[Passage provided]
If the Company determines you have engaged in “Detrimental Activity” (as defined below) during the period in which you are receiving Severance Benefits (i) payment of any remaining Severance Benefits will cease immediately and (ii) you will be obligated to repay to the Company all benefits, including the Severance Benefits set forth in paragraph 1, previously paid to under this Agreement within thirty (30) days of a final adjudication that you have engaged in such Detrimental Activity or other final disposition of the matter between the parties. The repayment of the Severance Benefits as required in this paragraph 4 will not affect the validity of any other written agreements between you and the
Company, including the Waiver and Release Agreement. If you become reemployed by the Company before you receive the full Severance Benefits under this Agreement, any remaining benefits will be forfeited as of the date of your re-employment.
5.
The capitalized terms below have the following meanings for purposes of this Agreement:
(a)
“Affiliate” means, with respect to the Company, a Person that directly, or indirectly through one or more intermediaries, controls, or is controlled by, or is under common control with, the Company.
(b)
“Base Pay” means your annualized gross base salary in effect as of the Separation Date, excluding any bonuses or other supplemental compensation; provided, if your employment terminates due to Good Reason based, in whole or in part, on a reduction in your base salary, the annual base salary will be your annualized gross base salary in effect immediately before such reduction.
(c)
“Cause” means the Company’s good faith determination that one or more of the following has occurred with respect to you: (i) the commission or conviction of (including upon a plea of no contest or nolo contendere) a felony, a crime involving moral turpitude, or any other crime the conviction of which will likely result in incarceration, except to the extent applicable law restricts the Company from making an employment decision based on such a conviction; (ii) the commission of any act or omission involving dishonesty, disloyalty, or fraud with respect to the Company; (iii) reporting to work under the influence of alcohol, the use of illegal drugs, or the abuse of prescription drugs; (iv) conduct or publicity, not otherwise protected by law, having the potential to cause the Company public disgrace, disrepute, or economic harm; (v) insubordination and/or the failure to timely perform duties reasonably directed by the Company; (vi) a breach of fiduciary duty, gross negligence, or willful misconduct with respect to the Company; (vii) any material breach of any agreement between you and the Company; or (viii) the material violation of a material Company policy.

(Records from a data source)
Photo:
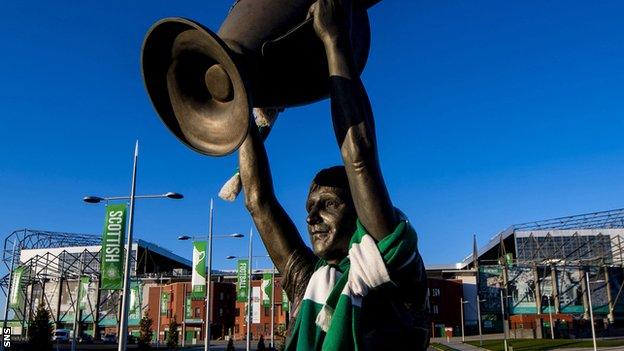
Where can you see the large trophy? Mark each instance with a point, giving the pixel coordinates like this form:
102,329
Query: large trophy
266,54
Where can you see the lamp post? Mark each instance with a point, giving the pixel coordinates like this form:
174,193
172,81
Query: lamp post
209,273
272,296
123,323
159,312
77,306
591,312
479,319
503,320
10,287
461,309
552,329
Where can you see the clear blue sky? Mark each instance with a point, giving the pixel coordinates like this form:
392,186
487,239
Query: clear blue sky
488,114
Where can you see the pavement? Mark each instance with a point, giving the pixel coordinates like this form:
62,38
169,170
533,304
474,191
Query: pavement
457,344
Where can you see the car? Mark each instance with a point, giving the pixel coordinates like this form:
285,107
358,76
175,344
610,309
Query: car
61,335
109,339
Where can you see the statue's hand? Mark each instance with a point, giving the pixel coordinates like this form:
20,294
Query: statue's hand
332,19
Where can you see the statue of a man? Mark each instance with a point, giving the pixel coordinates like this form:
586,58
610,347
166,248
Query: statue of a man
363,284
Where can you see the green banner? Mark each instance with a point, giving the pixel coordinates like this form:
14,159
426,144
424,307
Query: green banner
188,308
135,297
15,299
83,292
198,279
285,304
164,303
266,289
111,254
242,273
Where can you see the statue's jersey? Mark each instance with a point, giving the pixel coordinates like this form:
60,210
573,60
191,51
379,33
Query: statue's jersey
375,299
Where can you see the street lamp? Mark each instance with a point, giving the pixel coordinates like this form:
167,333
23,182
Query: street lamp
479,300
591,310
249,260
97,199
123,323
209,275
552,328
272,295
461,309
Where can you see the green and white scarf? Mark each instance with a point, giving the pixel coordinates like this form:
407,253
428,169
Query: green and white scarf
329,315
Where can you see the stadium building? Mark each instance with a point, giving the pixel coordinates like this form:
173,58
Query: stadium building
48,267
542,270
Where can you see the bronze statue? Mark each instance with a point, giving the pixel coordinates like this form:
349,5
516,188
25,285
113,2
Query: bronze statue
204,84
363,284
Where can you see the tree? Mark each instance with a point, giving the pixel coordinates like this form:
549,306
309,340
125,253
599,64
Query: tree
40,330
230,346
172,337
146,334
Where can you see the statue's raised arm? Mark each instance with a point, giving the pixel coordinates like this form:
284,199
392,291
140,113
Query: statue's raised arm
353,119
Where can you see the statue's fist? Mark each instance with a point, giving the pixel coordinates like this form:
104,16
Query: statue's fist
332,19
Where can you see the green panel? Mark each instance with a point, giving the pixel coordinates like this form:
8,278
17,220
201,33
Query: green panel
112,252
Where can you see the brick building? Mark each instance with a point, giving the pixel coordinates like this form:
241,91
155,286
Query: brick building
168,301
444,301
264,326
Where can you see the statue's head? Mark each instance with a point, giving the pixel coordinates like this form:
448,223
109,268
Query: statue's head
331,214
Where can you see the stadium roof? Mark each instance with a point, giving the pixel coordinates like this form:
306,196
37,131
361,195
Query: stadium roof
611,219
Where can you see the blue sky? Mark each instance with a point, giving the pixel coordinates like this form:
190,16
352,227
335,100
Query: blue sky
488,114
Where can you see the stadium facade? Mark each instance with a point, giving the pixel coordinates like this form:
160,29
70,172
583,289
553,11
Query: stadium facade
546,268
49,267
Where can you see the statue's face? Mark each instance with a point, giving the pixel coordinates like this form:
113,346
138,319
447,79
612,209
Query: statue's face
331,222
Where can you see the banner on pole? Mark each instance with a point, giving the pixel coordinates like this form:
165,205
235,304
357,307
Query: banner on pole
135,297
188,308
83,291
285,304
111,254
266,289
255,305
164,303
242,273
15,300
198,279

[Task directions] Summarize the severance agreement excerpt in two sentences. The lines are not needed for anything here.

[Result] If the Company determines you engaged in Detrimental Activity while receiving Severance Benefits, remaining payments stop immediately and you must repay previously paid benefits within thirty days of a final adjudication or other final disposition, and any benefits still owed are forfeited if the Company reemploys you before you receive them in full. The excerpt then defines "Affiliate," "Base Pay," and "Cause," with Cause covering the Company's good faith determination of grounds such as certain crimes, dishonesty or fraud toward the Company, insubordination, and material breaches of agreements or policy.